#### TESTO FORNITO
__________________________________________________

«Il parlare come antidoto contro la vertigine». Con questa frase Gianrico Carofiglio, magistrato e scrittore barese, ha cominciato venerdì mattina la presentazione del suo romanzo “Né qui né altrove – una notte a Bari”, tenutasi nell’aula magna di Scienze politiche di Catania. Presenti, oltre al preside Giuseppe Vecchio, l’avvocato Anna Ruggeri e la professoressa Francesca Biondi, docente di Storia delle dottrine politiche.
Vecchio ha affermato che il libro di Carofiglio costituisce «uno spaccato di storia contemporanea» e ha sottolineato come il “parlare” dei protagonisti sia «un’abitudine tutta italiana di cui ci sentiamo fieri». Ma è stata Anna Ruggeri – in un intervento condotto, ha poi detto l’autore, «con precisione filologica» – a presentare al pubblico i passi chiave del romanzo. «I personaggi del racconto vivono in un passato senza amore, senza allegria», ha detto la Ruggeri. La professoressa Biondi ha sottolineato il fatto che «l’io narrante è quello che maggiormente vuole andar via da Bari verso dei posti liberi, in cui sentirsi libero e vivere secondo la propria natura». E si è poi soffermata sui giovani protagonisti: «una realtà piena di disagio, rancore, affetto contamina la loro giovinezza».
La trama del breve romanzo è semplice e lineare. Tre amici si incontrano, dopo tanto tempo, per le strade di Bari e ricordano i momenti passati, le loro esperienze, la loro crescita. In questa vicenda è presente una quarta protagonista, ovvero Bari, la città. Non è solo uno sfondo: rappresenta qualcosa di mistico, universalmente metafisico, in cui rivedersi. È così che il lettore, giovane o avanti con gli anni, si immedesima, si sente parte nei sogni, nelle speranze, nelle azioni narrate.
Dopo questi interventi è stato il turno di Carofiglio, che ha spiegato come il libro sia andato trasformandosi via via che lo scriveva: «i personaggi rendono quest’opera una storia sulle emozioni e non una storia sulla città, come avevo pensato in principio. Non è un libro autobiografico, anche se molti episodi fanno parte della mia vita, del mio passato». Carofiglio ha incentrato la discussione sull’importanza dello scrivere, sulla letteratura, affermando che «il raccontare storie è come entrare in una stanza buia: la scrittura ha a che fare con il mistero». Ma le domande della platea hanno indotto anche ad andare oltre l’occasione del libro, per riflettere su temi di attualità. Una discussione ampia e appassionata, condotta un po’ citando Adorno e un po’ parlando del rapporto tra politica ed etica. «La forma più alta di moralità – ha detto Carofiglio – è non sentirsi a proprio agio nemmeno a casa propria». E il dibattito si è spostato sul tema del testamento biologico. Carofiglio, che è senatore del Partito Democratico, ha espresso il suo pensiero sul diritto alla vita: «Immaginiamo che un individuo, dopo un terribile incidente, rimanga tetraplegico, non possa deglutire e che il medico debba aprire il suo stomaco per inserirvi un tubo. Se questo paziente non vuole, il diritto alla vita sta proprio nel rispettare le volontà dell’ammalato, il quale può liberamente decidere se essere curato in quella maniera o no».

__________________________________________________

#### DOMANDE SUL MATERIALE
a. Rispondi a queste domande sul testo:
(i) In quale aula si è tenuta la presentazione del romanzo?
(ii) Quanti amici si incontrano per le strade di Bari nella trama?
(iii) Di quale partito è senatore Carofiglio?
b. Trascrivi dal testo, parola per parola, il passo che comincia con "La trama del" e finisce con "nelle azioni narrate.".
Il materiale qui sotto non ha alcun ruolo in questo lavoro.

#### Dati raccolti
__________________________________________________

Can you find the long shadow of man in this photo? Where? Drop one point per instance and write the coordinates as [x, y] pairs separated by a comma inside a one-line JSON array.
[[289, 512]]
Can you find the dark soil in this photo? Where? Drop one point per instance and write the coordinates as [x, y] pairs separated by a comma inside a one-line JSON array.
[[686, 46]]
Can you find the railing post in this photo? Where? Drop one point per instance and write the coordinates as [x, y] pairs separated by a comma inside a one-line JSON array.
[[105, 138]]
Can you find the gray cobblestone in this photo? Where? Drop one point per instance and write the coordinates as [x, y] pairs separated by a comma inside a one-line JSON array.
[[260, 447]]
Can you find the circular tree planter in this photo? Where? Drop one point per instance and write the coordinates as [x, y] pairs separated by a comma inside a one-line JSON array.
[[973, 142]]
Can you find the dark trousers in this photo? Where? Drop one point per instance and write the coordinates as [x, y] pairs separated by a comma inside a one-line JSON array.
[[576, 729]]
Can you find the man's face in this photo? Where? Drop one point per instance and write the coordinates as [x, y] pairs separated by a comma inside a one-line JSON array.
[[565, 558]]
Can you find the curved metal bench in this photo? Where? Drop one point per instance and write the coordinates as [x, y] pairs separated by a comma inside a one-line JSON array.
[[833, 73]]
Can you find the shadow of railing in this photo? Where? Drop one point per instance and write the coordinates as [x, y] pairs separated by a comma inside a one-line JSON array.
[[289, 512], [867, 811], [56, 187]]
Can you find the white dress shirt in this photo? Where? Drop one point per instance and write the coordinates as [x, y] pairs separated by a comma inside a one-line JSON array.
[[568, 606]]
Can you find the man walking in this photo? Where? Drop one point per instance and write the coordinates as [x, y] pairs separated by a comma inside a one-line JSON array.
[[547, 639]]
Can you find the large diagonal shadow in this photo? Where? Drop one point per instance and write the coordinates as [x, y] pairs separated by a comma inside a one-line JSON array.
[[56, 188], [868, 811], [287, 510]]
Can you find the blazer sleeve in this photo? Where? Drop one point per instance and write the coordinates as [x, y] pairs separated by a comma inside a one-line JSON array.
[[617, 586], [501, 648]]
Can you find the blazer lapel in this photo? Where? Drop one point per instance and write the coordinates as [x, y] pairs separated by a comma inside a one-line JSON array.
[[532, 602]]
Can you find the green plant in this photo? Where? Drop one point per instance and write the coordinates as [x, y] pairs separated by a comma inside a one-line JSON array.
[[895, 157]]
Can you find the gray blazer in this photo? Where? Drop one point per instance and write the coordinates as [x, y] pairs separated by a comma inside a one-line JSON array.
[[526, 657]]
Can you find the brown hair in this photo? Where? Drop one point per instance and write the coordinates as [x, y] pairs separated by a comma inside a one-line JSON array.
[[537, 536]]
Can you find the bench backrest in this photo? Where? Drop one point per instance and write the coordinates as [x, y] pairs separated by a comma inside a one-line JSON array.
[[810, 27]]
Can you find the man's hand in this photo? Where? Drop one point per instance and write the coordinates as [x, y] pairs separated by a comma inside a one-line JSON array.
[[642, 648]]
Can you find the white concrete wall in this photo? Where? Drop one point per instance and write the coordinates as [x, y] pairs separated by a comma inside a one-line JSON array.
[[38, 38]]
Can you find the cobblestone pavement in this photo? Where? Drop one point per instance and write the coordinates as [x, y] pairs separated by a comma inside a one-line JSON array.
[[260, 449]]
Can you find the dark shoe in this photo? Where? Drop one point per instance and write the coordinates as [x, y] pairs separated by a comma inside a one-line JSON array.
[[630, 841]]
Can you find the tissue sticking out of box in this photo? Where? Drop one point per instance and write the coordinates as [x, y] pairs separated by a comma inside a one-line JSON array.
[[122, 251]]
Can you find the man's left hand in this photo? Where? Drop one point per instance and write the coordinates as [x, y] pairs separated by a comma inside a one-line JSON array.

__________________________________________________

#### RISPOSTE NUMERATE
a.
(i) Nell'aula magna di Scienze politiche di Catania.
(ii) Tre.
(iii) Del Partito Democratico.

b.
La trama del breve romanzo è semplice e lineare. Tre amici si incontrano, dopo tanto tempo, per le strade di Bari e ricordano i momenti passati, le loro esperienze, la loro crescita. In questa vicenda è presente una quarta protagonista, ovvero Bari, la città. Non è solo uno sfondo: rappresenta qualcosa di mistico, universalmente metafisico, in cui rivedersi. È così che il lettore, giovane o avanti con gli anni, si immedesima, si sente parte nei sogni, nelle speranze, nelle azioni narrate.